===== Page

The Conservative Party has been accused of abusing the honours system by systematically offering seats in the House of Lords to a select group of multimillionaire donors who pay more than £3 million to the party.

Jonathan Calvert, George Arbuthnott, Tom Calver 

An investigation by The Sunday Times and Open Democracy reveals that wealthy benefactors appear to be guaranteed a peerage if they take on the temporary role as the party treasurer and increase their own donations beyond £3 million. In the past two decades, all 16 of the party’s main treasurers — apart from the most recent, who stood down two months ago having donated £3.8 million — have been offered a seat in the Lords.

Among them was Peter Cruddas, a billionaire whose peerage was pushed through by Boris Johnson against the recommendation of the Lords appointments commission. One of the commission’s members has broken the panel’s silence over the process, saying the prime minister’s decision to “override what we did … left a bad taste in my mouth”.

The role of Conservative treasurer has become the most ennobled job in Britain — ahead of holders of the great offices of state, leaders of the country’s institutions and charitable organisations and even former prime ministers.

As well as Cruddas they include the City millionaires Lord Spencer, Lord Fraser, Lord Lupton and Lord Farmer, who were ennobled in the past seven years. The mining mogul Sir Mick Davis turned down the offer of a peerage.

Farmer said it had become “a tradition” for Conservative prime ministers to hand out a peerage to the holder of the party’s top fundraising role. The former vice-chairman of the party Lord Brownlow was also given a peerage in 2019 shortly after his donations to the party topped the £3 million mark.

The alleged use of seats in the Lords as an arm of party fundraising is particularly controversial because — unlike other honours, such as knighthoods — peers fulfil an important role in the legislative process as a check and balance for new laws.

==========

--- Problem to work on ---
Carry on the article about Conservative treasurers and peerages, starting after its last sentence. The items that come after the article have no connection to it.

===== Supplied material

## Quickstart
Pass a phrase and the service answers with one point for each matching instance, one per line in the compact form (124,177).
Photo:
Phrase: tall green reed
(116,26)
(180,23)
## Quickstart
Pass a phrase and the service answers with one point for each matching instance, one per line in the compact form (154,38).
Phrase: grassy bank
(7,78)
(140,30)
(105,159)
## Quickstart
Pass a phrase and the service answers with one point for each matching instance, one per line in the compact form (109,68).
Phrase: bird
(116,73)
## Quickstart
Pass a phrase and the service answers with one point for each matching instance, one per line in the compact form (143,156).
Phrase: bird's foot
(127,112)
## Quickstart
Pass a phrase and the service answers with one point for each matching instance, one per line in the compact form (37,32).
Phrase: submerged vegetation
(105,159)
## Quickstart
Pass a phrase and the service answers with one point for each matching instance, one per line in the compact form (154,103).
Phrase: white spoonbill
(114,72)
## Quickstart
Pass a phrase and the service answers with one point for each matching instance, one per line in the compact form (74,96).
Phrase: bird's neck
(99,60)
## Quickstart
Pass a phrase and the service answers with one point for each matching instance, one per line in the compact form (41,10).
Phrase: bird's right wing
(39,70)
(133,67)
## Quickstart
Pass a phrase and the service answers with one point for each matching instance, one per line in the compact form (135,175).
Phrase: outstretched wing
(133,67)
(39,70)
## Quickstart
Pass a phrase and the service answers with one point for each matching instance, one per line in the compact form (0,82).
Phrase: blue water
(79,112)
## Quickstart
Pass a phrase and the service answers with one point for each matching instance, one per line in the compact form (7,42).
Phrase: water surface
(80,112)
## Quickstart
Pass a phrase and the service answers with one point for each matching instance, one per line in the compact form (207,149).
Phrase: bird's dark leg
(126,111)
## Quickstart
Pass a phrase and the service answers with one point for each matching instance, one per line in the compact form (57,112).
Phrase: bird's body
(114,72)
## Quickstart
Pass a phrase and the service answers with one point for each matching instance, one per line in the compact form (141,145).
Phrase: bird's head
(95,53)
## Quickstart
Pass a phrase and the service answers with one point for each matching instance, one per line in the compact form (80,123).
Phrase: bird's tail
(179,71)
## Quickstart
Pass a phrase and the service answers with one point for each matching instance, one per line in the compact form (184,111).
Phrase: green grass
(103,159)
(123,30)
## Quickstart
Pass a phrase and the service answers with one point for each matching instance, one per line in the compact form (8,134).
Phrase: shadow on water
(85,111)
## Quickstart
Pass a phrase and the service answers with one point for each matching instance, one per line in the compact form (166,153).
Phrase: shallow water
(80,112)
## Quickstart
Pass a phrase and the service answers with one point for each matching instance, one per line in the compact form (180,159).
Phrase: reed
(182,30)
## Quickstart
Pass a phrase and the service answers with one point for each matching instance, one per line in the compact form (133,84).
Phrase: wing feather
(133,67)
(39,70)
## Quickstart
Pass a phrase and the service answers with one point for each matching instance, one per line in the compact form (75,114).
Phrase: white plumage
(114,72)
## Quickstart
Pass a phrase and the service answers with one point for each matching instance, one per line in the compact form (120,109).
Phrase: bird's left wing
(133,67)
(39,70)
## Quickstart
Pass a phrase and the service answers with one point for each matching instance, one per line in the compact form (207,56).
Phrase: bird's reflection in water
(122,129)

==========
===== Supplied material

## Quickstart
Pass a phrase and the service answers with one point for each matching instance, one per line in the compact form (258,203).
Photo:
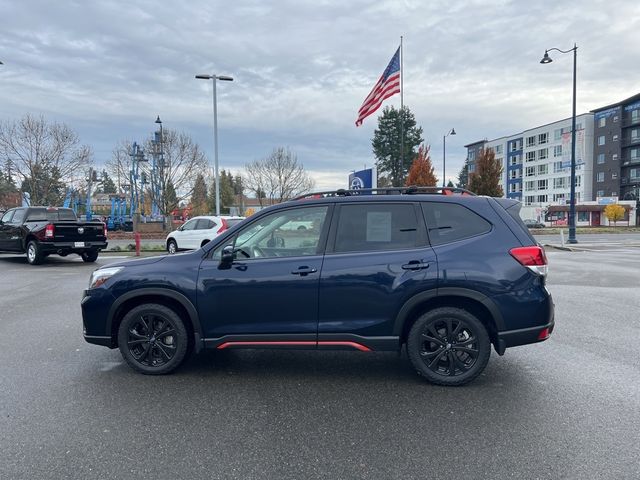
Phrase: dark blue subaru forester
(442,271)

==========
===== Supplied material

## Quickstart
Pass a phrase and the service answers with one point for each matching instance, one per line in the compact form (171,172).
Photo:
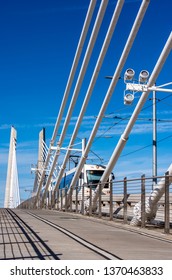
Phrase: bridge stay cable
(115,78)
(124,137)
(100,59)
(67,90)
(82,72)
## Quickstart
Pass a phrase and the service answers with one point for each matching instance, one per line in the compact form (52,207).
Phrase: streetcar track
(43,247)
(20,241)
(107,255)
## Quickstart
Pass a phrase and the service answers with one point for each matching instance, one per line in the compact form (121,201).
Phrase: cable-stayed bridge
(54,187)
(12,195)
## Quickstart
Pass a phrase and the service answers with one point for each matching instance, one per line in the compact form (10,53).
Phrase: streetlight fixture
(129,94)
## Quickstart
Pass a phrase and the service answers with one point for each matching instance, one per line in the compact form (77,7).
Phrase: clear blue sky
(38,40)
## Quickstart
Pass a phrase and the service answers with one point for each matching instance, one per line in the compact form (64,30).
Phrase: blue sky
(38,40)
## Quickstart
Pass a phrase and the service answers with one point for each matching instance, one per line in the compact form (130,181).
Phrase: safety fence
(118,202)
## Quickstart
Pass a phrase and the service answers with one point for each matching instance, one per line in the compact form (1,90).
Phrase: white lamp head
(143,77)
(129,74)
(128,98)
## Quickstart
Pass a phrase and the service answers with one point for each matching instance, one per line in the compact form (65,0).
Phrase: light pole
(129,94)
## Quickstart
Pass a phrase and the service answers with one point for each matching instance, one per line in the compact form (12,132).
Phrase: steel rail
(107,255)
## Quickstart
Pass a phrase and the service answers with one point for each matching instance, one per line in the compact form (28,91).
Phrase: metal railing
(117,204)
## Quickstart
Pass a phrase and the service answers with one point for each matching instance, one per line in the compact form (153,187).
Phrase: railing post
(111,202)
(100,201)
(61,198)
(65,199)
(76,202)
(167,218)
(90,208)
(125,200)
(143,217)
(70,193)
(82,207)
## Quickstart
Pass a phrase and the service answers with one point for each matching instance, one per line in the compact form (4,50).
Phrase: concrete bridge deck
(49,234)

==========

--- Answer for the task ---
There is widespread concern in the Conservative Party about the way successive prime ministers have abused their control over appointments to the Lords by rewarding benefactors. Six former Tory ministers expressed deep unease about the practice.

One said it was a “scandal in plain sight” — widely known and accepted in the party. A former party chairman said: “The truth is the entire political establishment knows this happens and they do nothing about it … The most telling line is, once you pay your £3 million, you get your peerage.”

The party never publicly acknowledges the practice. One former minister said there was “a law of omerta” forbidding any discussion of the link between donations and seats.

A Conservative spokesman said: “We do not believe that successful businesspeople and philanthropists who contribute to political causes and parties should be disqualified from sitting in the legislature.”

Lord Fowler, a Conservative former cabinet minister and later Lord Speaker, said: “Most big contributors want something: it may be influence over the direction the party is taking; it may be a particular policy; it may be an honour. All have clear dangers for a political party.”

Many other Conservative donors have also been ennobled alongside the party’s treasurers: 22 of the party’s main financial backers have been given peerages since 2010. This includes nine donor treasurers. Together they have given £54 million to the party.

Only two Labour Party donors and five Liberal Democrat financial backers have been ennobled over the same period. The parliamentary watchdog has blocked six further peerage nominations for Conservative donors on the grounds of impropriety over those 11 years.

A Tory insider said his party was dangling peerages before donors like “carrots” and everyone in the party was aware of the “cynical operation”. He cited the case of one donor he knew who had been enticed into giving £1 million to the party because he had been persuaded by a treasurer that the donation could lead to an ennoblement.

There is no suggestion any of the donors named in this investigation requested or were promised a peerage or were directed or offered to pay any particular sum to secure an honour. However, numerous Conservative sources have been highly critical of the way the party appears to be using peerages to reward large donors. They say it is morally corrupt and wrong.

Many of the ennobled donors have made minimal spoken contributions to the House, despite the party justifying their peerages on the basis of their business or financial experience. The donors often stop or severely curtail their handouts once they are accepted into the House.

Lord Jay, a former chairman of the House of Lords appointments commission, said donations were increasingly becoming a factor in prime ministers’ selection of new peers.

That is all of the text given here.